## [STATED EXERCISE 1]
The passage below on dynamic assessment of L2 writing says what its article will do. List each of these stated aims.

## [TEXT SEGMENT]
==================================================

Dynamic assessment of L2 writing

“But I did everything you said and my grade is still low…” If you teach writing in an ESL or EAP class is quite likely that you routinely have a handful of students expressing their disappointment at the grades they receive. Teaching academic writing is of particular interest in my teaching setting, an EAP language program for international students who intend to pursue a masters in Education. While process writing is reinforced in my course, I often find that my students are feeling ineffective and frustrated with their writing progress. In order to help them develop their writing skills and nurture their confidence as writers I started using dynamic assessment (DA). In this article, I will try to define what dynamic assessment is and provide a model that could be easily adapted to any level. Furthermore, I will review some studies on DA and briefly outline some of its advantages and disadvantages.

==================================================

## [DATA IN THIS EXERCISE]
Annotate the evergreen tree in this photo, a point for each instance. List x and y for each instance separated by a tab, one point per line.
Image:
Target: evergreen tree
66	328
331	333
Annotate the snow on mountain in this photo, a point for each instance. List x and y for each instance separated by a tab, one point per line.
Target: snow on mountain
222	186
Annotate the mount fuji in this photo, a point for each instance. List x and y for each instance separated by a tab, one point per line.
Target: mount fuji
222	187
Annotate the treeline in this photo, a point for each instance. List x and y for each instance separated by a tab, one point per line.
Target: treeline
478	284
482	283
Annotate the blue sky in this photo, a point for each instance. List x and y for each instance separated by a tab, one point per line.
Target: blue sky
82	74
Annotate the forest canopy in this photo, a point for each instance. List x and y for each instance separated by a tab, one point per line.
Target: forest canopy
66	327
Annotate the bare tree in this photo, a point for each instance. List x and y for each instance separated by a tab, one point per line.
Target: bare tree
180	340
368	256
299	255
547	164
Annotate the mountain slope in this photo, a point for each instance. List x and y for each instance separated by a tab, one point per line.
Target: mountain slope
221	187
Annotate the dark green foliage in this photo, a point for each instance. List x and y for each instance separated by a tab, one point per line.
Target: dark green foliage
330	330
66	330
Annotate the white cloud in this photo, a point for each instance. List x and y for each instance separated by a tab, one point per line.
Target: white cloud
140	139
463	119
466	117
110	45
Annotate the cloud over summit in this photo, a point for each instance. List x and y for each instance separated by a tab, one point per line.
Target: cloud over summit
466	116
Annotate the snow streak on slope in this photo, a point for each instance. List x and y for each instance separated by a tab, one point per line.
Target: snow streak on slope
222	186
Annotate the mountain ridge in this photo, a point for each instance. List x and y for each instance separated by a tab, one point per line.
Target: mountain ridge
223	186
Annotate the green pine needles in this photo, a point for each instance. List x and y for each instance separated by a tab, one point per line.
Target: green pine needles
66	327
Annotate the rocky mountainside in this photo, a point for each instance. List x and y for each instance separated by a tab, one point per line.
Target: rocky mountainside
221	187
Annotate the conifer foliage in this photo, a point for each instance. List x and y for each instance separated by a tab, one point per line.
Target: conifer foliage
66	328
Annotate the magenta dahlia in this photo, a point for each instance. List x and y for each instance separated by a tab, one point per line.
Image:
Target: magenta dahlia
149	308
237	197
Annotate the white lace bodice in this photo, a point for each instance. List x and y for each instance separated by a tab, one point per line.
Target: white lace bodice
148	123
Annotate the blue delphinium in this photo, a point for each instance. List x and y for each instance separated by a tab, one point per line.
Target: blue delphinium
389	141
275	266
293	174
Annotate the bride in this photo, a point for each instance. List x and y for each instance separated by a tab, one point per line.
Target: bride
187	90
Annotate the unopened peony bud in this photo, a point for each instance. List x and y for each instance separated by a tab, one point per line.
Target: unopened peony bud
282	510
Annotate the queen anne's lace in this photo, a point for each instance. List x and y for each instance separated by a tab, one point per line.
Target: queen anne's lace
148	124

==================================================

## [STATED EXERCISE 2]
Reproduce the entries from the line containing "Annotate the queen" through the end of the entries.

## [FINAL ANSWER 1]
- Define what dynamic assessment is
- Provide a model that could be easily adapted to any level
- Review some studies on DA
- Briefly outline some of its advantages and disadvantages

## [FINAL ANSWER 2]
Annotate the queen anne's lace in this photo, a point for each instance. List x and y for each instance separated by a tab, one point per line.
Target: queen anne's lace
148	124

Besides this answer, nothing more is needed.